_INPUT FOR THIS TASK_
- - - - - - -

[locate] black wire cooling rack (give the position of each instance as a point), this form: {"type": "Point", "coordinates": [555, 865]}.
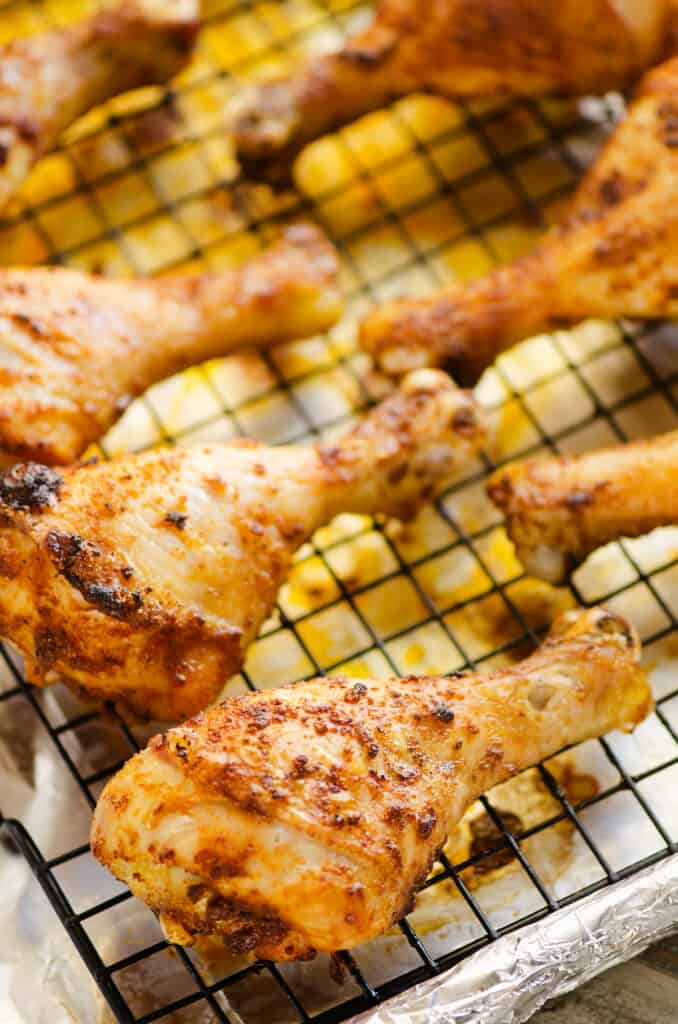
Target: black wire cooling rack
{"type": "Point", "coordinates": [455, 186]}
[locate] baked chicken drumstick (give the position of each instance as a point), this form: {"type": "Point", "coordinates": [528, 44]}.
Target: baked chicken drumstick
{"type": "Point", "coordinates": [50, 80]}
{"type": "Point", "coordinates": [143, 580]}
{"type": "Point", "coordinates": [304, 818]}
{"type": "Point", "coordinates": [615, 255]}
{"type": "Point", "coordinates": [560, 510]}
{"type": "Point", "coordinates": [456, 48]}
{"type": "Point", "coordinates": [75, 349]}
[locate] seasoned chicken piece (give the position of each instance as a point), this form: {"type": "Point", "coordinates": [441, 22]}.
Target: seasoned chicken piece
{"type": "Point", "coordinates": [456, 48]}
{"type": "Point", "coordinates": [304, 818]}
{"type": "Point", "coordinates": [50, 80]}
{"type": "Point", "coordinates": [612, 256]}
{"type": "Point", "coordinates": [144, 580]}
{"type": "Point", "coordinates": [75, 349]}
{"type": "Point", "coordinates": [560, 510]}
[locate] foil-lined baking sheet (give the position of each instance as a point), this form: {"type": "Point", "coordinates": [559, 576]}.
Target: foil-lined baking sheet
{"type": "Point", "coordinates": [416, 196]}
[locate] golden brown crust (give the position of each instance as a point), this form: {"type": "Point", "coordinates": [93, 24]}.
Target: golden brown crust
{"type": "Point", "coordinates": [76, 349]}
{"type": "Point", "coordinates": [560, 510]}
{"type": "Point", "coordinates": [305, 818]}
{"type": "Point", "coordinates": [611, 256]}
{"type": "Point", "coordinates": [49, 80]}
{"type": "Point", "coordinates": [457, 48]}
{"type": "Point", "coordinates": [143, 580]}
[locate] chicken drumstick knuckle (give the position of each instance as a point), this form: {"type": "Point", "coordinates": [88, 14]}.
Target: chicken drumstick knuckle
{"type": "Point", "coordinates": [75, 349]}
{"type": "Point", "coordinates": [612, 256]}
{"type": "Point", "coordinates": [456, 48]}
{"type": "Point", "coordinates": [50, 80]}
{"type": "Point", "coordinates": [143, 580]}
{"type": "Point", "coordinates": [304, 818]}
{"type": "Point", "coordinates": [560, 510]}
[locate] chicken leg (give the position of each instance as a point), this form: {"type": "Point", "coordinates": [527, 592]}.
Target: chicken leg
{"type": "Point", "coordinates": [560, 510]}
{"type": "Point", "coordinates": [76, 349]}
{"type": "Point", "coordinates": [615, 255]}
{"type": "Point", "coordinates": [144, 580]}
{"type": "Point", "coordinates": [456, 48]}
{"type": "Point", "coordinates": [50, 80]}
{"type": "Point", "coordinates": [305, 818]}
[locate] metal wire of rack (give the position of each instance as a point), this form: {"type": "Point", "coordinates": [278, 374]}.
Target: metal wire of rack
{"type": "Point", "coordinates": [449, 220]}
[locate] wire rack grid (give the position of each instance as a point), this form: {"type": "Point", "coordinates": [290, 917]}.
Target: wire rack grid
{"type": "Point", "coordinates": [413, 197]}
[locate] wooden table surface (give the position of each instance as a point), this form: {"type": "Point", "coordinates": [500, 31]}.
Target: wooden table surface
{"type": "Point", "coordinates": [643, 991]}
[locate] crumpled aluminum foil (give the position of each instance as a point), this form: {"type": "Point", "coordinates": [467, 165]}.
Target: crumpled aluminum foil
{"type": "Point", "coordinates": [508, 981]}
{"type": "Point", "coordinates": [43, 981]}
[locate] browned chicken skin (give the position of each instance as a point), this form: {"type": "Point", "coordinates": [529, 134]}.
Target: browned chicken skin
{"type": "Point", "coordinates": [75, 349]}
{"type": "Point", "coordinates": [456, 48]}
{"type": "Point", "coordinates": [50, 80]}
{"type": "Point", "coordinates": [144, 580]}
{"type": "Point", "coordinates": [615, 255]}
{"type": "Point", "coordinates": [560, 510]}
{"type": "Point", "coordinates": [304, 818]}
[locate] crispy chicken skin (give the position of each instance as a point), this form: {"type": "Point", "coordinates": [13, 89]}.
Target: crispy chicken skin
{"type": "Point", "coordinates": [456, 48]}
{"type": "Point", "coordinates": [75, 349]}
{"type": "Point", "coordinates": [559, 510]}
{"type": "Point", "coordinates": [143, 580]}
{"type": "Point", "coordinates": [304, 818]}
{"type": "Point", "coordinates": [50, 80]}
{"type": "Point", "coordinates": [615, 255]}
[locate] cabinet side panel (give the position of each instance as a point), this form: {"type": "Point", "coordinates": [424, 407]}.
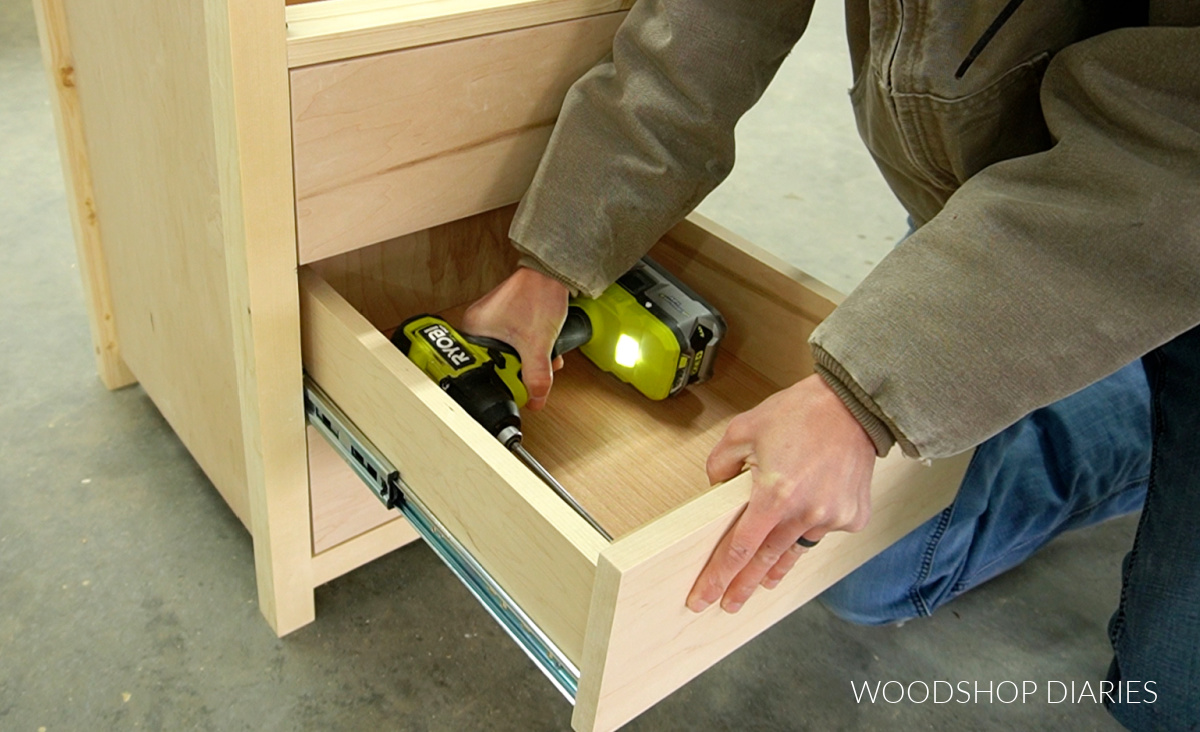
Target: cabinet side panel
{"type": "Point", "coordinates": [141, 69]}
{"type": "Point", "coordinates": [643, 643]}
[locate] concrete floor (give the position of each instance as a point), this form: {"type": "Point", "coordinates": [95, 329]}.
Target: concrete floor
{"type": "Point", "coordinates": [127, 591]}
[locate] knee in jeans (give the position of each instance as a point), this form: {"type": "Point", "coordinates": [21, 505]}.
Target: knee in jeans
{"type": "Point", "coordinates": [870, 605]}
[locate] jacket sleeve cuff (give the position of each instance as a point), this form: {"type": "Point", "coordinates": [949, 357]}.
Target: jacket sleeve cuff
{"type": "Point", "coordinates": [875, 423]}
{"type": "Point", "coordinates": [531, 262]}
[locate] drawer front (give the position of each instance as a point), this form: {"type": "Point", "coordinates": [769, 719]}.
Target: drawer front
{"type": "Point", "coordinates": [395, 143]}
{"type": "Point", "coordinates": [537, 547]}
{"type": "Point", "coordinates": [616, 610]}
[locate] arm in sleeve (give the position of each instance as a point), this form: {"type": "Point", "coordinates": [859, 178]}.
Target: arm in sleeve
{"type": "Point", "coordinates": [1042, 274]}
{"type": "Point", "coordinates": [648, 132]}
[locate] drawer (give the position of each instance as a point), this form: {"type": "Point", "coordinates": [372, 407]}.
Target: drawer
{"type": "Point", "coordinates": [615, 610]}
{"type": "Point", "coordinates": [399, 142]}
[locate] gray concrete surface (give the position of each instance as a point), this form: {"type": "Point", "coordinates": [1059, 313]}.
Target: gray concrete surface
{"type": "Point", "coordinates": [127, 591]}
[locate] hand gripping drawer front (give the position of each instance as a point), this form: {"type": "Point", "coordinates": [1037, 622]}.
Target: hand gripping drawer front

- - - - - - -

_THE PROBLEM_
Your reply should contain only an exact copy of the lines from the beginning of the material through the line with "[locate] golden brown", both ends included, with the pictures removed.

_THE ANSWER_
[locate] black wire cooling rack (give the position of each instance as a point), this form: {"type": "Point", "coordinates": [555, 865]}.
Target: black wire cooling rack
{"type": "Point", "coordinates": [455, 186]}
[locate] baked chicken drumstick (give the position of each instance as a point), this form: {"type": "Point", "coordinates": [528, 44]}.
Target: baked chicken drumstick
{"type": "Point", "coordinates": [50, 80]}
{"type": "Point", "coordinates": [143, 580]}
{"type": "Point", "coordinates": [304, 818]}
{"type": "Point", "coordinates": [615, 255]}
{"type": "Point", "coordinates": [560, 510]}
{"type": "Point", "coordinates": [456, 48]}
{"type": "Point", "coordinates": [75, 349]}
[locate] seasoned chicken piece (give the position of each instance as a point), this form: {"type": "Point", "coordinates": [441, 22]}.
Target: seasoned chicken piece
{"type": "Point", "coordinates": [456, 48]}
{"type": "Point", "coordinates": [304, 818]}
{"type": "Point", "coordinates": [50, 80]}
{"type": "Point", "coordinates": [612, 256]}
{"type": "Point", "coordinates": [144, 580]}
{"type": "Point", "coordinates": [75, 349]}
{"type": "Point", "coordinates": [560, 510]}
[locate] foil-lined baking sheet (give the position of each instance as a point), this form: {"type": "Point", "coordinates": [559, 576]}.
Target: foil-lined baking sheet
{"type": "Point", "coordinates": [416, 196]}
[locate] golden brown crust (give the position of each instance as a point), this form: {"type": "Point", "coordinates": [93, 24]}.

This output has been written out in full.